:: Dataset content

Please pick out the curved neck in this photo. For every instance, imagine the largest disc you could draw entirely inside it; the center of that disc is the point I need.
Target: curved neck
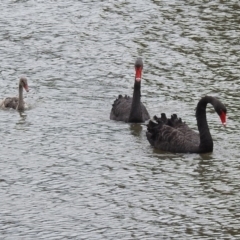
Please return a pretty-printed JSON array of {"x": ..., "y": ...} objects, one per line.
[
  {"x": 136, "y": 110},
  {"x": 206, "y": 142},
  {"x": 20, "y": 98}
]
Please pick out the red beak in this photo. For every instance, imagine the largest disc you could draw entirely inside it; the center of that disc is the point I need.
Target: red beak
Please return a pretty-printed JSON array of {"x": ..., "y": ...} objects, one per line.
[
  {"x": 138, "y": 74},
  {"x": 26, "y": 87}
]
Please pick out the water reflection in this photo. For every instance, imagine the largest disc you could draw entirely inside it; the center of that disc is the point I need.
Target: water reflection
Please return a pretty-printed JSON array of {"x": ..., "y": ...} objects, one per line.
[{"x": 136, "y": 129}]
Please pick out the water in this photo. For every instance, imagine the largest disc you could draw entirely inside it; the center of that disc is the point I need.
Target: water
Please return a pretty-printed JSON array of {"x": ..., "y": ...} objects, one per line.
[{"x": 67, "y": 171}]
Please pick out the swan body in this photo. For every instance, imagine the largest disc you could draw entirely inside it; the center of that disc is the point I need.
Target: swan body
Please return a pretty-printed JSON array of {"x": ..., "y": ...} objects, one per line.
[
  {"x": 173, "y": 135},
  {"x": 16, "y": 102},
  {"x": 131, "y": 109}
]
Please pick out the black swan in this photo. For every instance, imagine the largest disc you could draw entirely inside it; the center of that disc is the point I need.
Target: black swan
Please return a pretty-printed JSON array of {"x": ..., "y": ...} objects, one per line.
[
  {"x": 129, "y": 109},
  {"x": 173, "y": 135},
  {"x": 16, "y": 102}
]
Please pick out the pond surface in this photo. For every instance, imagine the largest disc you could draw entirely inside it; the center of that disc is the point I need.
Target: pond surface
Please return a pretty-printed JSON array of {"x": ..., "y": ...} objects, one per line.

::::

The entries above should be retyped word for word, with all pictures omitted.

Please pick out the curved neck in this photo. For every instance, imagine the largest disc you could draw entirely inside it; the center of that disc is the point I need.
Target: curved neck
Please return a pretty-printed JSON array of {"x": ..., "y": ...} objects, one per line.
[
  {"x": 136, "y": 110},
  {"x": 206, "y": 142},
  {"x": 20, "y": 98}
]
Please pick out the red beak in this photo. For every instance, imagine the largest disc you could draw entirely inside it; the center of that disc is the point I need.
Target: red beak
Please return a pretty-printed JSON array of {"x": ..., "y": ...} objects, one per line.
[
  {"x": 138, "y": 74},
  {"x": 26, "y": 87}
]
Please pick out the water reflection in this photo. For every instance, imagine the largest disc you could draw entirely inside it; the center of that disc is the point I need.
Target: water reflection
Please return a pretty-printed JSON array of {"x": ..., "y": ...} objects, one per line.
[{"x": 136, "y": 129}]
Please pick out the water in this photo. For every instance, imagine the largest disc you could draw entirely inside it; the center of that disc is the point I need.
Target: water
Please return a pretty-printed JSON array of {"x": ..., "y": ...} objects, one per line.
[{"x": 67, "y": 171}]
Please pick out the swan body in this photo. For every instance, imagine the largest disc you could draw entirely inside it; the center of that disc is the point I need.
Target: swan body
Please return a pretty-printed JSON array of {"x": ..., "y": ...} objects, one per line.
[
  {"x": 173, "y": 135},
  {"x": 16, "y": 102},
  {"x": 131, "y": 109}
]
Please pick out the black swan in this photo. For every instance, imagine the largest disc you could draw entirely inside it; the center of that disc is the point I need.
Target: black swan
Please return a pretty-printed JSON array of {"x": ..., "y": ...} objects, one per line.
[
  {"x": 129, "y": 109},
  {"x": 173, "y": 135},
  {"x": 16, "y": 102}
]
Please pick out the pond surface in this photo. For every instance, imagine the largest disc you could draw entirely inside it; the center of that disc is the point I need.
Target: pond surface
Please return a pretty-printed JSON array of {"x": ..., "y": ...} objects, one per line.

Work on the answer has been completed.